§ What is expected
Pick out each line in the material below that contains the string "wheel", and copy those lines. Treat uppercase and lowercase as different.

§ Entries
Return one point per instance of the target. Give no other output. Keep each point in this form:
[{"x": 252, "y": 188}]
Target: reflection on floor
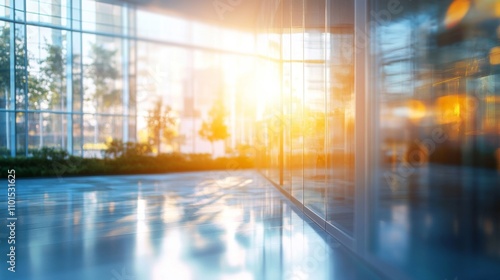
[
  {"x": 207, "y": 225},
  {"x": 443, "y": 218}
]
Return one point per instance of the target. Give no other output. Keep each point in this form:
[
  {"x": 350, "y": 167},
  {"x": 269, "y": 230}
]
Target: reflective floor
[{"x": 206, "y": 225}]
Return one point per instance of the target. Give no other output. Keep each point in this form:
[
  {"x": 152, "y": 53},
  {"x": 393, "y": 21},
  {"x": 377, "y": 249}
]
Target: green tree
[
  {"x": 162, "y": 125},
  {"x": 214, "y": 127},
  {"x": 53, "y": 71},
  {"x": 103, "y": 72},
  {"x": 37, "y": 90}
]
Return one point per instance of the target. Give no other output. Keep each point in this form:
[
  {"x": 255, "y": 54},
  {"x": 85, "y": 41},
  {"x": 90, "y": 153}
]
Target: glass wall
[
  {"x": 76, "y": 74},
  {"x": 437, "y": 138},
  {"x": 389, "y": 133},
  {"x": 313, "y": 157}
]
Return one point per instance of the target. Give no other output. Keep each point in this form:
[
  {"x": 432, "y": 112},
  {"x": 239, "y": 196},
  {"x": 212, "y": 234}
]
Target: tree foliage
[
  {"x": 162, "y": 124},
  {"x": 103, "y": 72},
  {"x": 214, "y": 127}
]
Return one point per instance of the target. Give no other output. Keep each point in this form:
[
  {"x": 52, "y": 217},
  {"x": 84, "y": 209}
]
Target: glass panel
[
  {"x": 47, "y": 68},
  {"x": 52, "y": 12},
  {"x": 5, "y": 66},
  {"x": 314, "y": 107},
  {"x": 21, "y": 72},
  {"x": 340, "y": 117},
  {"x": 5, "y": 8},
  {"x": 21, "y": 134},
  {"x": 47, "y": 130},
  {"x": 296, "y": 99},
  {"x": 437, "y": 153},
  {"x": 101, "y": 17},
  {"x": 286, "y": 56},
  {"x": 102, "y": 81}
]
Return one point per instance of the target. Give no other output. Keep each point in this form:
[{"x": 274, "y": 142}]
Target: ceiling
[{"x": 234, "y": 14}]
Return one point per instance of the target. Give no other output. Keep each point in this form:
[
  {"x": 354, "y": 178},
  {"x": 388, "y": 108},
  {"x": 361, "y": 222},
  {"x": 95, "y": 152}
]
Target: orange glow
[
  {"x": 417, "y": 110},
  {"x": 452, "y": 108},
  {"x": 456, "y": 12},
  {"x": 495, "y": 56}
]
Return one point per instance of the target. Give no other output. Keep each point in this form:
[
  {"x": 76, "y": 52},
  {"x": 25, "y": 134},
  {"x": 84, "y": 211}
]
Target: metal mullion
[
  {"x": 69, "y": 80},
  {"x": 12, "y": 106},
  {"x": 25, "y": 46},
  {"x": 363, "y": 113},
  {"x": 125, "y": 73}
]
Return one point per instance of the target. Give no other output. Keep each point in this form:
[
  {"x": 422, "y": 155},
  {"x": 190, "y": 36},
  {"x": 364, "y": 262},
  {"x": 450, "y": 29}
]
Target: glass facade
[
  {"x": 380, "y": 119},
  {"x": 385, "y": 130},
  {"x": 77, "y": 74}
]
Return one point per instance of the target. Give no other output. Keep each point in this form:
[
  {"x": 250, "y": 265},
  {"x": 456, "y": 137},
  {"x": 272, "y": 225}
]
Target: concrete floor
[{"x": 205, "y": 225}]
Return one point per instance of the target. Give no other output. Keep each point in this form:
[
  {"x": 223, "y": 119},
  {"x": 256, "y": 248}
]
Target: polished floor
[{"x": 204, "y": 225}]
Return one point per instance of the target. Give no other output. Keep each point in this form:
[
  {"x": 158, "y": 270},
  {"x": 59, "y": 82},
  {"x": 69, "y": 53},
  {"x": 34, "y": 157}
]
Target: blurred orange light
[
  {"x": 495, "y": 56},
  {"x": 456, "y": 12},
  {"x": 453, "y": 108},
  {"x": 417, "y": 110}
]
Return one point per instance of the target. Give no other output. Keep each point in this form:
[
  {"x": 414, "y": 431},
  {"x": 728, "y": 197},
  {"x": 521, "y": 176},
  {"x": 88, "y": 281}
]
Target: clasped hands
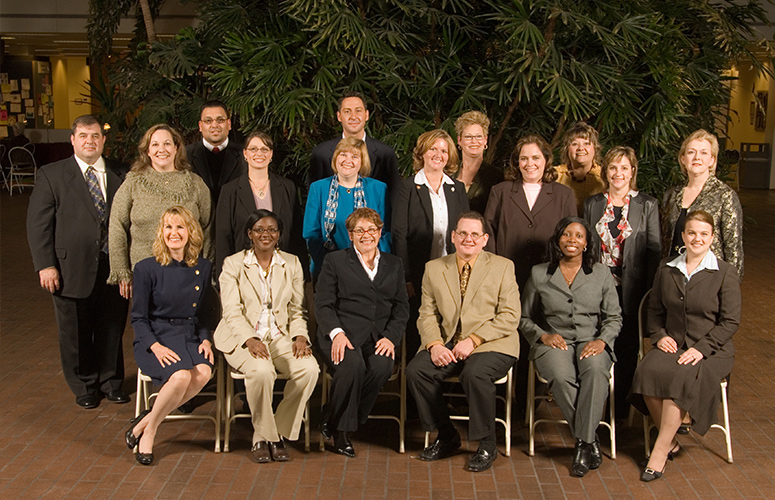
[
  {"x": 556, "y": 341},
  {"x": 442, "y": 356},
  {"x": 384, "y": 347},
  {"x": 692, "y": 355},
  {"x": 168, "y": 357}
]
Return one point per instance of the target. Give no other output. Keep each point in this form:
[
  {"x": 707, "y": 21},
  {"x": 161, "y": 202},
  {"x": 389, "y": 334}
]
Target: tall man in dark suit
[
  {"x": 468, "y": 327},
  {"x": 215, "y": 158},
  {"x": 67, "y": 230},
  {"x": 353, "y": 116}
]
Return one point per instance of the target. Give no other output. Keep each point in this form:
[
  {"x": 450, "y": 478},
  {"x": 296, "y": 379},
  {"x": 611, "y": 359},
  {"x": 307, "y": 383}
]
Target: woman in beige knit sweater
[{"x": 160, "y": 178}]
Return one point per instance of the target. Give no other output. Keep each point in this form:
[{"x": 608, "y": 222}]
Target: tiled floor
[{"x": 49, "y": 448}]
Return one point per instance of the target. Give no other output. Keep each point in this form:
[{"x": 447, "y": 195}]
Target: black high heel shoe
[{"x": 129, "y": 437}]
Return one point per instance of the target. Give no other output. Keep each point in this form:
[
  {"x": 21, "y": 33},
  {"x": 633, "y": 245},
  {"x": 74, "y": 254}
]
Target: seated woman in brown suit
[{"x": 693, "y": 312}]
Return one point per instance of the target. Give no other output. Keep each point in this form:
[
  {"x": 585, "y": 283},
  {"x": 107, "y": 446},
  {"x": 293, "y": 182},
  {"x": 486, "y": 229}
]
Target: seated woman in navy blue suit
[
  {"x": 172, "y": 340},
  {"x": 362, "y": 308},
  {"x": 332, "y": 199}
]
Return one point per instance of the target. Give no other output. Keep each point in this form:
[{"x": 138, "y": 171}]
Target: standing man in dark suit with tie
[
  {"x": 353, "y": 116},
  {"x": 67, "y": 232},
  {"x": 215, "y": 158}
]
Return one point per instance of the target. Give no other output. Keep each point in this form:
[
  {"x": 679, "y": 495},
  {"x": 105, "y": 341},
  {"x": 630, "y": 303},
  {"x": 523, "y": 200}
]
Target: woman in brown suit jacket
[
  {"x": 693, "y": 312},
  {"x": 522, "y": 213}
]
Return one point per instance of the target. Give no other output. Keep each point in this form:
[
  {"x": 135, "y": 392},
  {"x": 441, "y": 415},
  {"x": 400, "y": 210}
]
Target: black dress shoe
[
  {"x": 595, "y": 456},
  {"x": 118, "y": 397},
  {"x": 279, "y": 451},
  {"x": 441, "y": 448},
  {"x": 89, "y": 401},
  {"x": 342, "y": 444},
  {"x": 129, "y": 437},
  {"x": 581, "y": 459},
  {"x": 144, "y": 458},
  {"x": 260, "y": 452},
  {"x": 481, "y": 460}
]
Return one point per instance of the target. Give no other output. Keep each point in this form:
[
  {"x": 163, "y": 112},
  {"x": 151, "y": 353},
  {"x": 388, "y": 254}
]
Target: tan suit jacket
[
  {"x": 491, "y": 308},
  {"x": 241, "y": 301}
]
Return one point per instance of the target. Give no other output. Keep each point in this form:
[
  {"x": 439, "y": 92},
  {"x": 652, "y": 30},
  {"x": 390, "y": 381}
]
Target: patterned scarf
[
  {"x": 332, "y": 205},
  {"x": 611, "y": 248}
]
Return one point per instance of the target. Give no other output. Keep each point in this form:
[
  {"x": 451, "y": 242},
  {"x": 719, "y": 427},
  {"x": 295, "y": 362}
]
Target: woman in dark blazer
[
  {"x": 693, "y": 311},
  {"x": 258, "y": 188},
  {"x": 625, "y": 225},
  {"x": 361, "y": 309},
  {"x": 426, "y": 208}
]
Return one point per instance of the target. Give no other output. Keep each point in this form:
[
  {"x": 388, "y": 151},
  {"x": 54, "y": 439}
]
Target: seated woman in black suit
[
  {"x": 361, "y": 309},
  {"x": 172, "y": 336},
  {"x": 693, "y": 311},
  {"x": 259, "y": 188}
]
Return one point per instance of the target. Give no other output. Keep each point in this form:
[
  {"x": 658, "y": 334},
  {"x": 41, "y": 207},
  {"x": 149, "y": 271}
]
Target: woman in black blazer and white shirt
[
  {"x": 259, "y": 188},
  {"x": 625, "y": 225},
  {"x": 426, "y": 208}
]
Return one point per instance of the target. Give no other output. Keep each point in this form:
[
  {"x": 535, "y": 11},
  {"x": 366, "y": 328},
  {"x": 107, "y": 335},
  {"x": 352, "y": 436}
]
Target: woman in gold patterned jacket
[{"x": 704, "y": 191}]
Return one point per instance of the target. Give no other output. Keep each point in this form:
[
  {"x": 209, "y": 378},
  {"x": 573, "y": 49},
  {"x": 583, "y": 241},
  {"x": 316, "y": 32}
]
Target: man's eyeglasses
[{"x": 209, "y": 121}]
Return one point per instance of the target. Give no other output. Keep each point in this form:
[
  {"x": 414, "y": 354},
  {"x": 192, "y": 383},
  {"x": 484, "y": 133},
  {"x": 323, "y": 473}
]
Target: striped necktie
[{"x": 99, "y": 204}]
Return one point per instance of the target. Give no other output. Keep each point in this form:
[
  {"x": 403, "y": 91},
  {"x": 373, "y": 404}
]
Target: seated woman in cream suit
[{"x": 264, "y": 332}]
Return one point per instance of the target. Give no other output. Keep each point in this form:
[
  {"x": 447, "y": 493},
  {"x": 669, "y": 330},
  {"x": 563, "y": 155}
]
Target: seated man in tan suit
[{"x": 468, "y": 327}]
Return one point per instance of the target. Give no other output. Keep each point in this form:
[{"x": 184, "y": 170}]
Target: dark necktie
[{"x": 99, "y": 204}]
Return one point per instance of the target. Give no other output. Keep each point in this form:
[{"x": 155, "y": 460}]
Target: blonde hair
[
  {"x": 472, "y": 118},
  {"x": 700, "y": 135},
  {"x": 143, "y": 161},
  {"x": 349, "y": 145},
  {"x": 425, "y": 142},
  {"x": 580, "y": 130},
  {"x": 616, "y": 153},
  {"x": 193, "y": 245}
]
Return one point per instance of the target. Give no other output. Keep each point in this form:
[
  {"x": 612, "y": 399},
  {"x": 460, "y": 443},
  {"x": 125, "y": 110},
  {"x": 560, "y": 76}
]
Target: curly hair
[{"x": 143, "y": 161}]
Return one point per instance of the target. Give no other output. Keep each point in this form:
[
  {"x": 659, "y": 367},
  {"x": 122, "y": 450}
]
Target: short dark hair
[
  {"x": 554, "y": 253},
  {"x": 86, "y": 121},
  {"x": 256, "y": 216},
  {"x": 472, "y": 215},
  {"x": 513, "y": 173},
  {"x": 214, "y": 103},
  {"x": 352, "y": 93}
]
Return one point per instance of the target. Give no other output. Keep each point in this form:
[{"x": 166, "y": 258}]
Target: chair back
[{"x": 643, "y": 331}]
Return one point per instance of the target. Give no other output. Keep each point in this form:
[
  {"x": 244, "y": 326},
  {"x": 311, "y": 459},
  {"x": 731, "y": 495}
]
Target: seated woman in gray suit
[
  {"x": 626, "y": 228},
  {"x": 263, "y": 332},
  {"x": 570, "y": 318},
  {"x": 694, "y": 310},
  {"x": 361, "y": 308}
]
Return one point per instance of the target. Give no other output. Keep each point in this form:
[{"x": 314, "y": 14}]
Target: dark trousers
[
  {"x": 90, "y": 333},
  {"x": 477, "y": 375},
  {"x": 356, "y": 383}
]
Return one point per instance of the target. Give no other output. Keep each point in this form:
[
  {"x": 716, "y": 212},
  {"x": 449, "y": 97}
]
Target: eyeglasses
[
  {"x": 474, "y": 236},
  {"x": 359, "y": 232},
  {"x": 209, "y": 121}
]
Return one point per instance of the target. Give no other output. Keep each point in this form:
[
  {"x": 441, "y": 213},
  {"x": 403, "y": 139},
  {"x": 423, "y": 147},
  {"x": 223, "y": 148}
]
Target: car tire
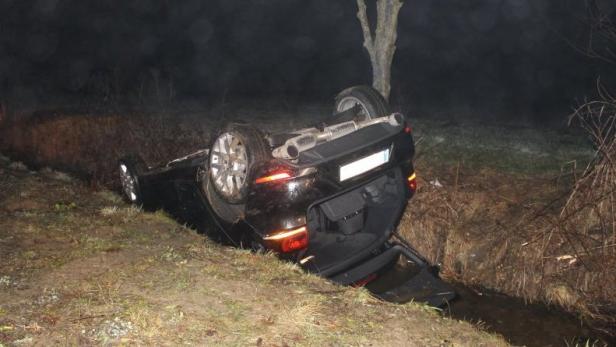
[
  {"x": 131, "y": 168},
  {"x": 371, "y": 102},
  {"x": 234, "y": 153}
]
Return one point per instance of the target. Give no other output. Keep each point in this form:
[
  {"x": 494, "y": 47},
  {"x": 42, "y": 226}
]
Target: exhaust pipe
[{"x": 310, "y": 138}]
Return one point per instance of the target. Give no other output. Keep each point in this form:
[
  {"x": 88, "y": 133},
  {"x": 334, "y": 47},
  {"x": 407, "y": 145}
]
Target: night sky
[{"x": 493, "y": 58}]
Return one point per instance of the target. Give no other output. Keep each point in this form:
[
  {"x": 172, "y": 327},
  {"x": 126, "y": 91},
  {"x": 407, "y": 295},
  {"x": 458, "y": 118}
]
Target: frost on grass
[
  {"x": 56, "y": 175},
  {"x": 114, "y": 329},
  {"x": 6, "y": 281},
  {"x": 49, "y": 296},
  {"x": 18, "y": 166},
  {"x": 124, "y": 212}
]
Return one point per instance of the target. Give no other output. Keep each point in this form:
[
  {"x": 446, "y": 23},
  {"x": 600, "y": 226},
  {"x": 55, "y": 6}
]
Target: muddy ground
[{"x": 81, "y": 267}]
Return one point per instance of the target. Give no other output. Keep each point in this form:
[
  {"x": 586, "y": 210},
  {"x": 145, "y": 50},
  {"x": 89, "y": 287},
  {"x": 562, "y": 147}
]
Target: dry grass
[
  {"x": 545, "y": 236},
  {"x": 79, "y": 267}
]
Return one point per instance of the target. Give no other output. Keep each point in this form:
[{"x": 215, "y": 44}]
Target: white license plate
[{"x": 362, "y": 165}]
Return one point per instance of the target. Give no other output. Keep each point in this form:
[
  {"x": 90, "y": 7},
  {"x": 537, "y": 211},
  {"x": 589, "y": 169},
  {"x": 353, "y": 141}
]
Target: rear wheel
[
  {"x": 371, "y": 103},
  {"x": 131, "y": 168},
  {"x": 234, "y": 153}
]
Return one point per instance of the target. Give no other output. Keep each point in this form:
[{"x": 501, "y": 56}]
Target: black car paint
[{"x": 270, "y": 207}]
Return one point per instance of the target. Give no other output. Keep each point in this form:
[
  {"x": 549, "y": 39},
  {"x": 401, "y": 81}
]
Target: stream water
[{"x": 519, "y": 323}]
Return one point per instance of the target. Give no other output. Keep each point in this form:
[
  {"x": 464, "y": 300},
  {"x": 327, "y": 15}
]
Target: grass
[
  {"x": 88, "y": 269},
  {"x": 512, "y": 149}
]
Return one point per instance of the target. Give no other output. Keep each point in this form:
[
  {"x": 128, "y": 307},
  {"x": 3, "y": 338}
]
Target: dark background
[{"x": 486, "y": 58}]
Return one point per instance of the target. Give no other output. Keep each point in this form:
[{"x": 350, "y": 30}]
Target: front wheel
[
  {"x": 371, "y": 103},
  {"x": 234, "y": 153}
]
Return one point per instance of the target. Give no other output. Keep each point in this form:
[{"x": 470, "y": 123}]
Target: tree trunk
[{"x": 381, "y": 45}]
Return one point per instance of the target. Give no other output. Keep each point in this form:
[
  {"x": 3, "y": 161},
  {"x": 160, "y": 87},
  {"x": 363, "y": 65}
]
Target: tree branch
[{"x": 365, "y": 26}]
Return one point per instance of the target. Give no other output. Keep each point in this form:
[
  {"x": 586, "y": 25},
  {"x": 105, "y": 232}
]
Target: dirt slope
[{"x": 81, "y": 267}]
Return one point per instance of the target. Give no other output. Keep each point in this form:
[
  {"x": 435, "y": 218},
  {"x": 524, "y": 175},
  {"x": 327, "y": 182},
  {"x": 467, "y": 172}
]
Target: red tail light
[
  {"x": 278, "y": 176},
  {"x": 412, "y": 182},
  {"x": 290, "y": 240}
]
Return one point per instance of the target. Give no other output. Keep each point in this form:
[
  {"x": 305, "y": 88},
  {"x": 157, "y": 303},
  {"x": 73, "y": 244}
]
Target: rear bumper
[{"x": 424, "y": 286}]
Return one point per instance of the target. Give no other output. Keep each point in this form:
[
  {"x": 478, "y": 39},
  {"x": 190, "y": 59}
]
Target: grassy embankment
[{"x": 79, "y": 266}]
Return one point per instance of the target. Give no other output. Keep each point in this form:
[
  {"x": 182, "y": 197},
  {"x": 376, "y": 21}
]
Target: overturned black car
[{"x": 328, "y": 197}]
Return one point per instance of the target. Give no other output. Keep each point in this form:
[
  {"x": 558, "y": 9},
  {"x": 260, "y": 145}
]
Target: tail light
[
  {"x": 411, "y": 182},
  {"x": 276, "y": 176},
  {"x": 290, "y": 240}
]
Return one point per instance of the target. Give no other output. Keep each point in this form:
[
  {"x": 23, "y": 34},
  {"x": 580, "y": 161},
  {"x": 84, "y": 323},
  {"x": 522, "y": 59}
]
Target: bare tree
[{"x": 381, "y": 45}]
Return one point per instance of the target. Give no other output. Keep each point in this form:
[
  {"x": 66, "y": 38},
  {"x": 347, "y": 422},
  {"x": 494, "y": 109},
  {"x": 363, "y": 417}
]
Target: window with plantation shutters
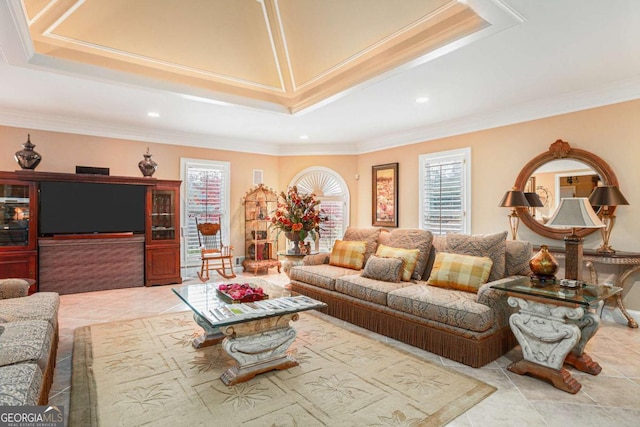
[
  {"x": 445, "y": 189},
  {"x": 205, "y": 198},
  {"x": 332, "y": 193}
]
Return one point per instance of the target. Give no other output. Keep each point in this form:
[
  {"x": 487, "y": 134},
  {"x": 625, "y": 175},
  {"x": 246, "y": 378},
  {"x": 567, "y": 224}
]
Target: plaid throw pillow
[
  {"x": 348, "y": 254},
  {"x": 410, "y": 257},
  {"x": 462, "y": 272}
]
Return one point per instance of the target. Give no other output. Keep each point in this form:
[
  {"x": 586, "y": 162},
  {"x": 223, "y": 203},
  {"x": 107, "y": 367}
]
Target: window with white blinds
[
  {"x": 205, "y": 197},
  {"x": 333, "y": 194},
  {"x": 445, "y": 191}
]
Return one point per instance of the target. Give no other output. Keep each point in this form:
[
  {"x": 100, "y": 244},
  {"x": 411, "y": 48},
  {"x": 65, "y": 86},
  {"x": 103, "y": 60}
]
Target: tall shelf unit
[
  {"x": 154, "y": 255},
  {"x": 261, "y": 251}
]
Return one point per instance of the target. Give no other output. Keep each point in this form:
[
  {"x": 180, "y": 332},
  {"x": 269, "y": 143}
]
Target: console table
[{"x": 629, "y": 261}]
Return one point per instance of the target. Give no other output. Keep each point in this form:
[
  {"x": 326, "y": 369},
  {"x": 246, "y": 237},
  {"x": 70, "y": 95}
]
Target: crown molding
[
  {"x": 52, "y": 123},
  {"x": 612, "y": 93}
]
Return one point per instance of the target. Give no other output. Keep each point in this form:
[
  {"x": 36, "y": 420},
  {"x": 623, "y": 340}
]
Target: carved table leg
[
  {"x": 210, "y": 336},
  {"x": 561, "y": 379},
  {"x": 258, "y": 346},
  {"x": 589, "y": 325}
]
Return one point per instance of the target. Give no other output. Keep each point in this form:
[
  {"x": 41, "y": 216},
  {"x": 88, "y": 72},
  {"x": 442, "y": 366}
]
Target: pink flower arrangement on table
[
  {"x": 242, "y": 292},
  {"x": 298, "y": 215}
]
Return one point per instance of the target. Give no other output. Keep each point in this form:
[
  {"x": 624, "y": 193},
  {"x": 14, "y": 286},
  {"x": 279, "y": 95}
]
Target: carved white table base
[
  {"x": 257, "y": 345},
  {"x": 551, "y": 335}
]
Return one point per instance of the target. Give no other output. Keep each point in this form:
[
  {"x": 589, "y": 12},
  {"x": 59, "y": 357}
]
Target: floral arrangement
[
  {"x": 242, "y": 292},
  {"x": 297, "y": 215}
]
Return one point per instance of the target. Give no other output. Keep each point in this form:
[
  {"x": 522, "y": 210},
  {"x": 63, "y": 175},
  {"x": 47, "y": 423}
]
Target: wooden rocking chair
[{"x": 214, "y": 254}]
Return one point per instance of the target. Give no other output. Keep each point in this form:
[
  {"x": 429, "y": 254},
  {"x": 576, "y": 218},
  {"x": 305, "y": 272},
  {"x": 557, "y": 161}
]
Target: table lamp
[
  {"x": 574, "y": 212},
  {"x": 605, "y": 196},
  {"x": 514, "y": 199}
]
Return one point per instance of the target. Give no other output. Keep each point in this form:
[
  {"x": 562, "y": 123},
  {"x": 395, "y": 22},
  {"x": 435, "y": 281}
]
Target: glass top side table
[
  {"x": 553, "y": 325},
  {"x": 629, "y": 263}
]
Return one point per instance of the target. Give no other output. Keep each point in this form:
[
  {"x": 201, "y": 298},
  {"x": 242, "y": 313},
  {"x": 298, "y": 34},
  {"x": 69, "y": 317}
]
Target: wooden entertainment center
[{"x": 82, "y": 262}]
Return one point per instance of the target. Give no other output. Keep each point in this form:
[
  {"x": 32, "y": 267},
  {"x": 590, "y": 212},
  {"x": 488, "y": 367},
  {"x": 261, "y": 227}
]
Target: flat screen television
[{"x": 90, "y": 208}]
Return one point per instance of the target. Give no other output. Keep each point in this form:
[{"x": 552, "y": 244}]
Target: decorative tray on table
[{"x": 240, "y": 292}]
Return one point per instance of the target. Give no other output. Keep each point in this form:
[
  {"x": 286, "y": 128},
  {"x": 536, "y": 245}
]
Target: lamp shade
[
  {"x": 534, "y": 200},
  {"x": 607, "y": 195},
  {"x": 575, "y": 212},
  {"x": 514, "y": 199}
]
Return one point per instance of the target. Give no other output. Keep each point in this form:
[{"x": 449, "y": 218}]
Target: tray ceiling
[{"x": 293, "y": 53}]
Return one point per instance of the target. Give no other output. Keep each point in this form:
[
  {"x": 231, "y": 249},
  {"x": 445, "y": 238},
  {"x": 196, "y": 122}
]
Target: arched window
[{"x": 333, "y": 194}]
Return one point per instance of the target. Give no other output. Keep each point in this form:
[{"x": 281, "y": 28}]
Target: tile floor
[{"x": 609, "y": 399}]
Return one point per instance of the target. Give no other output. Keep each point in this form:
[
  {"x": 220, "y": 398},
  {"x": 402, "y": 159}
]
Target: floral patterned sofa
[
  {"x": 466, "y": 324},
  {"x": 28, "y": 343}
]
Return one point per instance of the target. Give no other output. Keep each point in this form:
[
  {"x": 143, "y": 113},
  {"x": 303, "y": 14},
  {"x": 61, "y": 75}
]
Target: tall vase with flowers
[{"x": 298, "y": 216}]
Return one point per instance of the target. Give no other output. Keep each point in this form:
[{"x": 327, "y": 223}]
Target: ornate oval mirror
[{"x": 561, "y": 172}]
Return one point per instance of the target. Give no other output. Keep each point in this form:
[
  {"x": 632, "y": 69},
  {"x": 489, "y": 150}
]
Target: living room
[{"x": 607, "y": 125}]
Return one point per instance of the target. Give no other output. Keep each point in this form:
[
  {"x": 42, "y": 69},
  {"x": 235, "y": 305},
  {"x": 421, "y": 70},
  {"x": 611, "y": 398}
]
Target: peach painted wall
[
  {"x": 498, "y": 155},
  {"x": 61, "y": 152}
]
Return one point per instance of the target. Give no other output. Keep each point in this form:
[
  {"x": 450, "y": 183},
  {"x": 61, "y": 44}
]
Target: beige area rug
[{"x": 145, "y": 372}]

§ Full answer
Target: rear wheel
Target: front wheel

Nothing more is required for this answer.